### Excerpted text
-- begin --

Dave Walton

Personal information
- Full name: David Walton
- Date of birth: 10 April 1973 (age 53)
- Place of birth: Bedlington, England
- Height: 1.88 m (6 ft 2 in)
- Position: Defender

Youth career
- 1990–1991: Ashington

Senior career*
- Years: Team / Apps / (Gls)
- 1991–1993: Sheffield United / 0 / (0)
- 1993–1997: Shrewsbury Town / 128 / (10)
- 1997–2003: Crewe Alexandra / 155 / (3)
- 2003–2004: Derby County / 5 / (0)
- 2004: → Stockport County (loan) / 7 / (0)
- 2004–2005: Shrewsbury Town / 38 / (4)
- Total:  / 333 / (17)

= Dave Walton =

English footballer

David Walton (born 10 April 1973) is an English retired footballer who played as a centre-back. He spent most of his career at Shrewsbury Town and Crewe Alexandra, making over 250 league appearances between the two clubs.

==Club career==
Born in Bedlington in Northumbria, Walton began his footballing career with his local club Ashington. After a year, he was offered his first professional contract by Sheffield United at the age of eighteen. He failed to break into the first team at Bramall Lane, and after two years in the team youth and reserve sides, he was transferred to Shrewsbury Town on his first of two spells at the club. He spent three years at Gay Meadow, making over 100 appearances, scoring twelve goals in all competitions and achieving a Third Division title win with the club during his first year.

In October 1997, Walton was signed by Crewe Alexandra for £500,000, making him the most expensive player in the Railwaymen's history (this record was broken a year later when Rodney Jack was signed for £650,000 from Torquay United). According to Shrewsbury Town chairman Roland Wycherley in 2012, this sale kept his club from extinction. Walton made his Crewe debut in a 1–0 defeat away at Bradford City on 25 October 1997, and went on to make 27 further appearances that season. He scored his first Crewe goal, the equaliser in a 1–1 draw at Crystal Palace, on 13 February 1999. In total, the defender spent six seasons at the club, all but one in the second tier Football League First Division, making it the longest time he had spent at a club in his career. He made 155 league and 16 cup appearances for the South Cheshire club, despite a number of injuries. In his last season at the club, Walton helped Crewe to the runners-up spot and promotion from Division Two after making 28 league appearances.

-- end --

### Entries shown
-- begin --

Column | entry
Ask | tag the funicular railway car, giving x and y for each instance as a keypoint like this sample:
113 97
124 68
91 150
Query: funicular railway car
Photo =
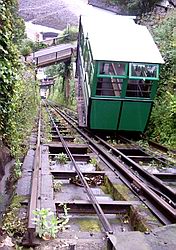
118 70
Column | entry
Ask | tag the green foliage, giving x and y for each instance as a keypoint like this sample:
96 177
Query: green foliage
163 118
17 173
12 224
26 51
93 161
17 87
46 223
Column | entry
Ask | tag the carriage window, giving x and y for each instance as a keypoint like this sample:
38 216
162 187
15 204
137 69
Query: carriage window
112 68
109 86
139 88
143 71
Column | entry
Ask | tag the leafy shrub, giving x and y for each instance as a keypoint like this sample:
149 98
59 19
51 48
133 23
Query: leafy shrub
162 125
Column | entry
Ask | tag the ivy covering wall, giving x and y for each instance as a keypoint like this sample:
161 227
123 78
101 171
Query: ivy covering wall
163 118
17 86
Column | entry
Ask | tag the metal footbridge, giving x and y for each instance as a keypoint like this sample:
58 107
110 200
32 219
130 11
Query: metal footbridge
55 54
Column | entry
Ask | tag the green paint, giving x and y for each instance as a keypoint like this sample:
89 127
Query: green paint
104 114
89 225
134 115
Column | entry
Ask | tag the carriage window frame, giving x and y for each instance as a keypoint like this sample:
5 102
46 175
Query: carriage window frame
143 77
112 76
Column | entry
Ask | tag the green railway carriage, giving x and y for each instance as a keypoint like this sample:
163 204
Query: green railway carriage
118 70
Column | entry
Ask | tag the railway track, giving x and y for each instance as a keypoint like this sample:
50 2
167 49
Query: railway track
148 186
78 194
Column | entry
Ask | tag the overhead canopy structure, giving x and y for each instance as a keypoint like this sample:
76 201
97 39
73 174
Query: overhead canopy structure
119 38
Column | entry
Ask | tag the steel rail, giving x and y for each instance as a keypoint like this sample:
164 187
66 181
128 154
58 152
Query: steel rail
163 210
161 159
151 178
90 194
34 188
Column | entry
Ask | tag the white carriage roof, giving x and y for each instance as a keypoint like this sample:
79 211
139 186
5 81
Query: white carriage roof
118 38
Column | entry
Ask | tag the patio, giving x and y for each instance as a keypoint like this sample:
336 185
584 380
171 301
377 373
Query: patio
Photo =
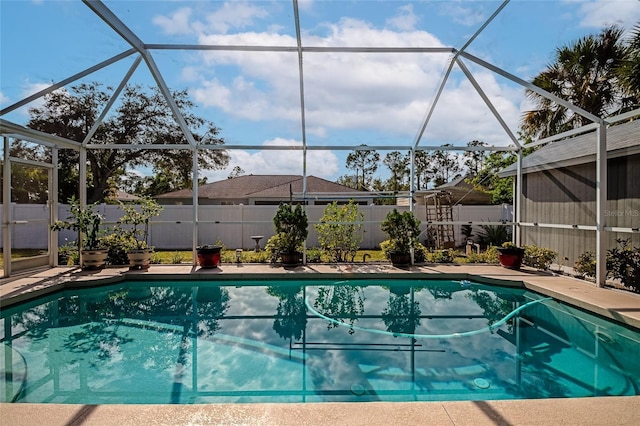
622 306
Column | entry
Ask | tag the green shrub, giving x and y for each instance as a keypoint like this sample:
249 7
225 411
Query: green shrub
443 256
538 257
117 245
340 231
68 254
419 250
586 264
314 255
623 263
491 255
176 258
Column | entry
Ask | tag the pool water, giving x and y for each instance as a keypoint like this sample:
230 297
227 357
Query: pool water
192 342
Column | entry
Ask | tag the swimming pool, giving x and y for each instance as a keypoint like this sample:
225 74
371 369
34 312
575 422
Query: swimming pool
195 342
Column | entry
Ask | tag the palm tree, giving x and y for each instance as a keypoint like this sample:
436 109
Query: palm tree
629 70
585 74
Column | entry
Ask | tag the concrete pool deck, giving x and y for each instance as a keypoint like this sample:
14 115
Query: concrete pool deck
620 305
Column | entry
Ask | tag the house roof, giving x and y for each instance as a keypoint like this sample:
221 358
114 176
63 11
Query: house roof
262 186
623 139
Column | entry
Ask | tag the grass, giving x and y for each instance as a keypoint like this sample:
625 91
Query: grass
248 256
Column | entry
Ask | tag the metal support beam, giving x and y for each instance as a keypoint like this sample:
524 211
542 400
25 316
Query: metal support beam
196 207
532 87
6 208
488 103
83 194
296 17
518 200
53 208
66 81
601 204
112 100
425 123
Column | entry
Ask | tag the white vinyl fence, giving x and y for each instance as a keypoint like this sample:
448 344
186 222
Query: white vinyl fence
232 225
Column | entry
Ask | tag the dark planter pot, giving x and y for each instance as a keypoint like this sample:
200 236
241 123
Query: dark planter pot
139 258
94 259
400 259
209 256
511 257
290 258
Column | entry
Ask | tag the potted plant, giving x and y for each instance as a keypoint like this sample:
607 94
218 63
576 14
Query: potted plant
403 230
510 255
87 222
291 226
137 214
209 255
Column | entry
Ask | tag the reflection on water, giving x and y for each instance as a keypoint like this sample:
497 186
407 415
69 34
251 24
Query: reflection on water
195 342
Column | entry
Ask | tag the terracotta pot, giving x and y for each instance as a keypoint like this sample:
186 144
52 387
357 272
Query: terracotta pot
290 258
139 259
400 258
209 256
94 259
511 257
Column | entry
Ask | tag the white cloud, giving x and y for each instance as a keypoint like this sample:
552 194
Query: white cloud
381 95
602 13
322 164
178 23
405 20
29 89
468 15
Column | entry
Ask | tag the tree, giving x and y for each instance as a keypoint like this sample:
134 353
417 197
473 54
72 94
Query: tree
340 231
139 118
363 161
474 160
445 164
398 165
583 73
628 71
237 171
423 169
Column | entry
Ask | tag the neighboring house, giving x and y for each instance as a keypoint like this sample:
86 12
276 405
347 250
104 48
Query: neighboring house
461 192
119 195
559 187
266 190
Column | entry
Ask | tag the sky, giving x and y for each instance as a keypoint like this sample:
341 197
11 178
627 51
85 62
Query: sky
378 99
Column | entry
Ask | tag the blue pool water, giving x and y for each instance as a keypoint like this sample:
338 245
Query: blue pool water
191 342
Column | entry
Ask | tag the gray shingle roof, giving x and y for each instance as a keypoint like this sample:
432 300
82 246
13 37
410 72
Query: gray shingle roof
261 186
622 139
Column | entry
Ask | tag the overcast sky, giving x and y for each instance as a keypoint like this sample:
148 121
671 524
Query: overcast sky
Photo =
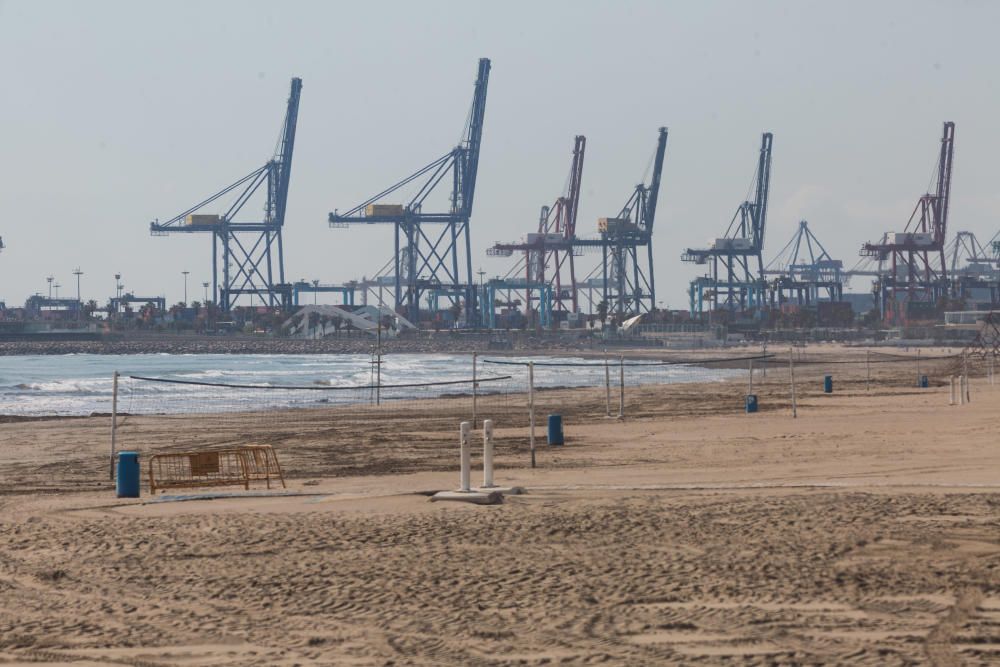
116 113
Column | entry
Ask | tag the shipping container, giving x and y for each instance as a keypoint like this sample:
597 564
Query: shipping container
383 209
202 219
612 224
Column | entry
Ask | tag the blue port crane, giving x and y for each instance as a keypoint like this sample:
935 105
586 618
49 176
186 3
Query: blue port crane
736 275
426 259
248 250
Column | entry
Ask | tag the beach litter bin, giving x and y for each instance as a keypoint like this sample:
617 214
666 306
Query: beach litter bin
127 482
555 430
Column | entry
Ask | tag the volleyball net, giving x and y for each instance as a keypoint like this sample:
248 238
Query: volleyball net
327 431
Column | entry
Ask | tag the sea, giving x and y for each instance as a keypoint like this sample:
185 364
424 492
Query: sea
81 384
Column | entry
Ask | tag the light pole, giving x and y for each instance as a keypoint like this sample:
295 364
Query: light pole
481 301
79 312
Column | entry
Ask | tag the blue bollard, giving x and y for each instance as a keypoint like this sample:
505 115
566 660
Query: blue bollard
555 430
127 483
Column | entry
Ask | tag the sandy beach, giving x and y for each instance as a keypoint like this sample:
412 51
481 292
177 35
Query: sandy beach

-- end --
-- begin --

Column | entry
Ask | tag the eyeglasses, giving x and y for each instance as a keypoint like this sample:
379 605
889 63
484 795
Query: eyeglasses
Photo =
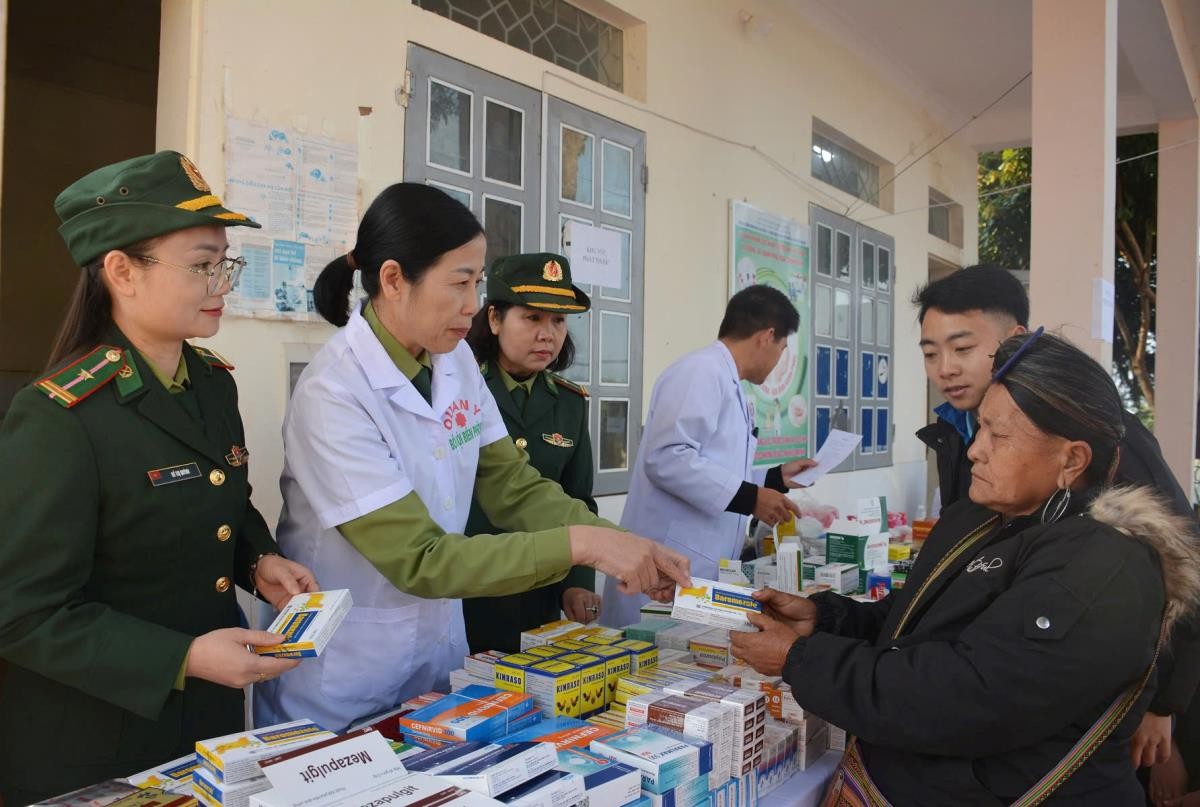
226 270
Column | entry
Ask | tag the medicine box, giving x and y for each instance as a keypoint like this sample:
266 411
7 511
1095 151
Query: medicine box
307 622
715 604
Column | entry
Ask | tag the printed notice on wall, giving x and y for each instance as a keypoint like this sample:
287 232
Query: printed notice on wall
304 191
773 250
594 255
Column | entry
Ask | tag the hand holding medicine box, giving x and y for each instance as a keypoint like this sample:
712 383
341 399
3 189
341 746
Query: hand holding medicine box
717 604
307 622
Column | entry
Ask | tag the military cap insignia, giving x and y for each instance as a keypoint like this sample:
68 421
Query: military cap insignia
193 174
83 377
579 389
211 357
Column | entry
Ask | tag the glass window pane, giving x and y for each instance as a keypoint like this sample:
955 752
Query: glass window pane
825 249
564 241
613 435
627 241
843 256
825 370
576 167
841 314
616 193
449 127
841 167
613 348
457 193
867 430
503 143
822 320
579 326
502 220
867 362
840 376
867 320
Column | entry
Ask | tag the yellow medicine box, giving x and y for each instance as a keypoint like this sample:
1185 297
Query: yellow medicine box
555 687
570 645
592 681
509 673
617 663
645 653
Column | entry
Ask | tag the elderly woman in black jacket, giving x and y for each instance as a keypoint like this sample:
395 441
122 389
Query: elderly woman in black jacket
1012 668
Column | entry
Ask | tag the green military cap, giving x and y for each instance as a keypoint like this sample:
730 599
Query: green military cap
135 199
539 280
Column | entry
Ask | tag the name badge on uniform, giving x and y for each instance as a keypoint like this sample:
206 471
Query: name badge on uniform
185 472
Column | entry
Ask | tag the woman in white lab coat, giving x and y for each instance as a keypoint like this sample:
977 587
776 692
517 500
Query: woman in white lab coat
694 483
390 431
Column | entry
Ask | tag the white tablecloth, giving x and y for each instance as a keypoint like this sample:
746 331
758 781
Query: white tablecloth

-- end --

### Set exercise
Answer these questions from the Dave Walton article:
(a) Which club did Walton play for in his youth career?
(b) What fee did Crewe Alexandra pay to sign him in October 1997?
(c) Which team did Crewe face when Walton made his debut for the club?
The records have nothing to do with the Dave Walton article.

### Result for this exercise
(a) Ashington
(b) £500,000
(c) Bradford City